Extracted records:
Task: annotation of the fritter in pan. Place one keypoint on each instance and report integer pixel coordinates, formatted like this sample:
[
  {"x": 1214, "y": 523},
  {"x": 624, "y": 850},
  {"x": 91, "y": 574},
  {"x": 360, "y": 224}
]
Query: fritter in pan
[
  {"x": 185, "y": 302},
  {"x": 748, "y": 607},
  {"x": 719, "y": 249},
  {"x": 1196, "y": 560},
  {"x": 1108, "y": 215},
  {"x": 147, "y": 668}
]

About this task:
The expected output is every record, repeated exactly.

Task response:
Task: annotation of the fritter in pan. Place one keypoint on each instance and report integer pixel coordinates, formatted like this sample:
[
  {"x": 1214, "y": 523},
  {"x": 624, "y": 850},
  {"x": 91, "y": 574},
  {"x": 360, "y": 224}
]
Query: fritter in pan
[
  {"x": 185, "y": 302},
  {"x": 748, "y": 607},
  {"x": 719, "y": 249},
  {"x": 1196, "y": 560},
  {"x": 1108, "y": 215},
  {"x": 147, "y": 668}
]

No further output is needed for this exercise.